Aim >> Report how many lines in the records below contain the string "tree". Matching is case-sensitive; give only the number.

Listed entries >>
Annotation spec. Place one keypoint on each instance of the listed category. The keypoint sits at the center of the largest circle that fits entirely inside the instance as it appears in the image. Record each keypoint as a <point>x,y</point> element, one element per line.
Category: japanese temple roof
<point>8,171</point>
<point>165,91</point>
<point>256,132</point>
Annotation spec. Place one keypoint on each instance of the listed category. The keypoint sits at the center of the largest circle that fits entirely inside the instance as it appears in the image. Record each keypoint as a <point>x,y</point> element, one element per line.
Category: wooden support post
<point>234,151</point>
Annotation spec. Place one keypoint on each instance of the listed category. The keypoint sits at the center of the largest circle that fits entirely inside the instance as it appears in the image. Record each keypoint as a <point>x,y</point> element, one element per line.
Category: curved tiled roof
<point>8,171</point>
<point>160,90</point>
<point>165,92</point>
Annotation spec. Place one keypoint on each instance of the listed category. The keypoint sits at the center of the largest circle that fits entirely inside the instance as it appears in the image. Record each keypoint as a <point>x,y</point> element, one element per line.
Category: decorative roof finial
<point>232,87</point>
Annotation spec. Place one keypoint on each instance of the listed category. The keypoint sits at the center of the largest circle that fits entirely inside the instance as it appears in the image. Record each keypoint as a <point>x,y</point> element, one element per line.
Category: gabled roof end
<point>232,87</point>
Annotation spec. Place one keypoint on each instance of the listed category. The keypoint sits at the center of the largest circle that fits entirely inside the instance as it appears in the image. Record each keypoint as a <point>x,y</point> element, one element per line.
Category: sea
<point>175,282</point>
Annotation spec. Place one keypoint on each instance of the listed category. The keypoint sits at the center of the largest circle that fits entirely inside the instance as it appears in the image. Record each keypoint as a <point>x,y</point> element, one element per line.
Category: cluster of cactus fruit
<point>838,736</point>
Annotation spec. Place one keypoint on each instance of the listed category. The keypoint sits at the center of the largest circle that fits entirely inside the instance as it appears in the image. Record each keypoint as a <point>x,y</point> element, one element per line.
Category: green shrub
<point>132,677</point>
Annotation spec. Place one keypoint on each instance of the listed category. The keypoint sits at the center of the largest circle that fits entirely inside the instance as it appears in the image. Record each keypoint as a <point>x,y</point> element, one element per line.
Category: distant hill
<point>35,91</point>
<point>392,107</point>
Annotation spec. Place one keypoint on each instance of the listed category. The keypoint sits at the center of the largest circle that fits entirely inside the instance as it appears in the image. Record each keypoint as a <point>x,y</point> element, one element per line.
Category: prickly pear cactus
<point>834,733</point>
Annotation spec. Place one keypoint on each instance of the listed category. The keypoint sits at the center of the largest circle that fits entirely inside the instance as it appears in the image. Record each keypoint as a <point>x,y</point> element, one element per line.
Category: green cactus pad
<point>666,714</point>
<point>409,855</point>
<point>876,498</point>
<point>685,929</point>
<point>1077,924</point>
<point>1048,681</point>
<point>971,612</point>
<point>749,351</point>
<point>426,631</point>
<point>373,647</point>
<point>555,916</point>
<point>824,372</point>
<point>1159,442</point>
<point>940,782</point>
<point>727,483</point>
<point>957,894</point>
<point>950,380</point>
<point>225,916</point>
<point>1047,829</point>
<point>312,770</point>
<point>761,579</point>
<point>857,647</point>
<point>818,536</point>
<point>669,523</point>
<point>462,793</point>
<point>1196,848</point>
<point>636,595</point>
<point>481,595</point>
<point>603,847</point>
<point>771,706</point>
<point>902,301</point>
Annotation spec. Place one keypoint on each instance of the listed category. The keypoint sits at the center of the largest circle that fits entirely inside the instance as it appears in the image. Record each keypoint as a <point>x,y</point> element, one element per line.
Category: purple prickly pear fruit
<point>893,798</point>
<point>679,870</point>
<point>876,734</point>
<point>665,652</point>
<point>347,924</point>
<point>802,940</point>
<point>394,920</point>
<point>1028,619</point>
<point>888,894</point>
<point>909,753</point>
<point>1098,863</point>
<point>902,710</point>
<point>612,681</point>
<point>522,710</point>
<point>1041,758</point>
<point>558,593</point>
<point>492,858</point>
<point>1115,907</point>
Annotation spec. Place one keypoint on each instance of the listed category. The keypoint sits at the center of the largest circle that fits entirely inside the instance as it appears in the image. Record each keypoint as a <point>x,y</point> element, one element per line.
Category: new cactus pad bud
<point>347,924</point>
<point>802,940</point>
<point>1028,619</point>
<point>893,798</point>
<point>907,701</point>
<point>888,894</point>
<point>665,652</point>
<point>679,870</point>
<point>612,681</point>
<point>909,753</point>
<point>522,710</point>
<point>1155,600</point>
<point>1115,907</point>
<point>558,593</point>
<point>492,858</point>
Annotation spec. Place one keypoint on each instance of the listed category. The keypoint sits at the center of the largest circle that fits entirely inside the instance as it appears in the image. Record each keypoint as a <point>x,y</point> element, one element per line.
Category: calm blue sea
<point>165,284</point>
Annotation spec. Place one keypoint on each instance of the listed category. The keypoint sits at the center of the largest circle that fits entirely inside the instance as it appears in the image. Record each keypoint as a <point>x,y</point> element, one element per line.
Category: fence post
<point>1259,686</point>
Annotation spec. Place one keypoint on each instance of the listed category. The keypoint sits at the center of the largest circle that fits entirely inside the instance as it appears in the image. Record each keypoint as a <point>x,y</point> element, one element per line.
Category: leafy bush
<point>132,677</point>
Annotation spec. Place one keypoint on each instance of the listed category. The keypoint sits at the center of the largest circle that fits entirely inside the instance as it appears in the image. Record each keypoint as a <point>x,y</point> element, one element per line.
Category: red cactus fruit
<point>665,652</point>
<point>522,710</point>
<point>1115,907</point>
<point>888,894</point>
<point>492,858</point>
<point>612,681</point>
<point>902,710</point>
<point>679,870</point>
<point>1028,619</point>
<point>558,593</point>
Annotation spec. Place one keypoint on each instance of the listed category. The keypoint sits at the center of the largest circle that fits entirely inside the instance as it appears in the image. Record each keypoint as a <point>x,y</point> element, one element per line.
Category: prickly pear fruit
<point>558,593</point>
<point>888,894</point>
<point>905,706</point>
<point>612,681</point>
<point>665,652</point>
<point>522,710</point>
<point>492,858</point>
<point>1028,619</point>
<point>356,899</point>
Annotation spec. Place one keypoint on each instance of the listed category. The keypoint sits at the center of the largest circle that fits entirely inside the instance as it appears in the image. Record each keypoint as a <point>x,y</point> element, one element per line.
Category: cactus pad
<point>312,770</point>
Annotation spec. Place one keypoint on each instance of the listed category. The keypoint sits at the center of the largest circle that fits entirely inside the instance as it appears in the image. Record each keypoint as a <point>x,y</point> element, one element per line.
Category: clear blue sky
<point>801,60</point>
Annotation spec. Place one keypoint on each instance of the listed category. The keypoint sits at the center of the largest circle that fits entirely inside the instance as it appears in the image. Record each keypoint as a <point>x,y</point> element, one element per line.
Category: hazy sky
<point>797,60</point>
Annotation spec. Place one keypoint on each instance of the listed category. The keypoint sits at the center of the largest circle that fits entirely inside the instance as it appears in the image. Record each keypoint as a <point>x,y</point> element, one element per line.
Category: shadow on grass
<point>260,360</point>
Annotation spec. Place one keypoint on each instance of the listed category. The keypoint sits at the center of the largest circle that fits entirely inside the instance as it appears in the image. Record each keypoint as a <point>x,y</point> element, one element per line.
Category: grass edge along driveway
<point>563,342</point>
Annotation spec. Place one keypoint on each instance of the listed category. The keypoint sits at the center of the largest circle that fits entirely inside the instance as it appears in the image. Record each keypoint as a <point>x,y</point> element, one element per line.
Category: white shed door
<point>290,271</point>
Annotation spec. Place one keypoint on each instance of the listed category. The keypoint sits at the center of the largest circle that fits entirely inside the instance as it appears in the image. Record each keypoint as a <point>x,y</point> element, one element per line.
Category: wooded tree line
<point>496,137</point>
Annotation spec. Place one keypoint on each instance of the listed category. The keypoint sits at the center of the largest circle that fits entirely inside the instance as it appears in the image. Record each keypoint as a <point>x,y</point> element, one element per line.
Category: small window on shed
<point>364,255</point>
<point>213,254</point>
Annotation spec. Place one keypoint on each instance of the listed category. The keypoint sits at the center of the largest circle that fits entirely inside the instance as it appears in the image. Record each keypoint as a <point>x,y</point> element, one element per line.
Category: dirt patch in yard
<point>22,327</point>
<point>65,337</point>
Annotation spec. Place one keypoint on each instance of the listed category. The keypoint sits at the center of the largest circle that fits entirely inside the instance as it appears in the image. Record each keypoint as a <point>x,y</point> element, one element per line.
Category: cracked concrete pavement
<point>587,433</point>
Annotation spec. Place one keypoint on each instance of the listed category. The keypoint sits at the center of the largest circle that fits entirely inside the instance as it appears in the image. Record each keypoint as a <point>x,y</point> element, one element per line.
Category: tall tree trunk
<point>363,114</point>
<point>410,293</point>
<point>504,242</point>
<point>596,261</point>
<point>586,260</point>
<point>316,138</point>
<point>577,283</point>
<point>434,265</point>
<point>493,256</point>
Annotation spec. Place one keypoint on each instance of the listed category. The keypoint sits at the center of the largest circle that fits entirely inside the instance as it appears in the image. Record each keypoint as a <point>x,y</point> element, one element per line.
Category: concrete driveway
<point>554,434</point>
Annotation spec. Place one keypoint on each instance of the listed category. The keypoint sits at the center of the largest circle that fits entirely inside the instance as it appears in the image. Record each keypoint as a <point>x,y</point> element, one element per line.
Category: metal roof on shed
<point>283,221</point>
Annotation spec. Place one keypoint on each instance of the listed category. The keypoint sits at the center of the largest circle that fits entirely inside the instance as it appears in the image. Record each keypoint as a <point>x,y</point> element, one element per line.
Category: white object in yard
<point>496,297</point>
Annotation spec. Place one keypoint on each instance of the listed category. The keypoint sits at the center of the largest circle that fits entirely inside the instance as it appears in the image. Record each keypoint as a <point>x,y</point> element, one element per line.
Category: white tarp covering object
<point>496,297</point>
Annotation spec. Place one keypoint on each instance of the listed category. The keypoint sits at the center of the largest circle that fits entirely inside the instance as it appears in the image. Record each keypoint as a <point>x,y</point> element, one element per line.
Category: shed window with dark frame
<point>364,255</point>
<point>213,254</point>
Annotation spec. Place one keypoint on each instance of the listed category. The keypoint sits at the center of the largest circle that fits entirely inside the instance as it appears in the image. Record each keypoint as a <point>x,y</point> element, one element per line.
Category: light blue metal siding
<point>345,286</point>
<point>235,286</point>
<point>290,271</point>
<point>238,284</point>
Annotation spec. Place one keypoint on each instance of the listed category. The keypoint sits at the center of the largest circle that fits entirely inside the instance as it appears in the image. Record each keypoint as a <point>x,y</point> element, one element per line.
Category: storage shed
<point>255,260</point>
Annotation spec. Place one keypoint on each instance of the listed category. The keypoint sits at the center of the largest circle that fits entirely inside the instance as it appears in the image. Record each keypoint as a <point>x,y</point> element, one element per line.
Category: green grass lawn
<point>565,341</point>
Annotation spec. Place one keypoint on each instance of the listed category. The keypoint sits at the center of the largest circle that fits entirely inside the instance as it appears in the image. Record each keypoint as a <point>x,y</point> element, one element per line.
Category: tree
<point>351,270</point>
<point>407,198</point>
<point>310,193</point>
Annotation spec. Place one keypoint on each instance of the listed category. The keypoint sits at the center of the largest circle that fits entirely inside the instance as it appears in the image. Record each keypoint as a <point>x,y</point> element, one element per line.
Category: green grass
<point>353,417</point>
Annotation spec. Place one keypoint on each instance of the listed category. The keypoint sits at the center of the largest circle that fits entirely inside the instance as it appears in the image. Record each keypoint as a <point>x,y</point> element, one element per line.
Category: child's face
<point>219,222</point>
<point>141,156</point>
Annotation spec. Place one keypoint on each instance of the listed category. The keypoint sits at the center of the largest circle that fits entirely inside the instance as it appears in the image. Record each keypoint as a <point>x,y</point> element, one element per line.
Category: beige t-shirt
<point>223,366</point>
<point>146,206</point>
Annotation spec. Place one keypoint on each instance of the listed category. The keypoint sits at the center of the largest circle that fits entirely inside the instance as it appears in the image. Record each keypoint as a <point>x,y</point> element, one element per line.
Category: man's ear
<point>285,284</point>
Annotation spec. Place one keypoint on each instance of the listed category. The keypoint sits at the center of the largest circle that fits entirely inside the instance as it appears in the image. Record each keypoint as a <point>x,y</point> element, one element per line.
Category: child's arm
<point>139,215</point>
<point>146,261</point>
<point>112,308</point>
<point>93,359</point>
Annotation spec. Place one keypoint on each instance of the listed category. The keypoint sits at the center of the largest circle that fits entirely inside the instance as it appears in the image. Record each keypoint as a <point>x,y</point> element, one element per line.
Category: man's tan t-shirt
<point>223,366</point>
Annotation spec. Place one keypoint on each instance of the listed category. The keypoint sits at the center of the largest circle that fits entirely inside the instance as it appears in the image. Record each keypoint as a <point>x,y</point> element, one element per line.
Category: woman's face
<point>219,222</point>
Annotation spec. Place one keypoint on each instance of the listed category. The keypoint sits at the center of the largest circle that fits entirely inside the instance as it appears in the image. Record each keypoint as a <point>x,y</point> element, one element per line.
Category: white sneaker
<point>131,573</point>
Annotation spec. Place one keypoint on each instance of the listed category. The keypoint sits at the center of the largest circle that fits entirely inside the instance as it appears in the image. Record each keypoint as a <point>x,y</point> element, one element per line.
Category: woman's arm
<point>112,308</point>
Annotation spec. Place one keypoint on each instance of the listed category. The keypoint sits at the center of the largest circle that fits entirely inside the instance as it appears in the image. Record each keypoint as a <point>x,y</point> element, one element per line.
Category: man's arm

Completed exercise >> 3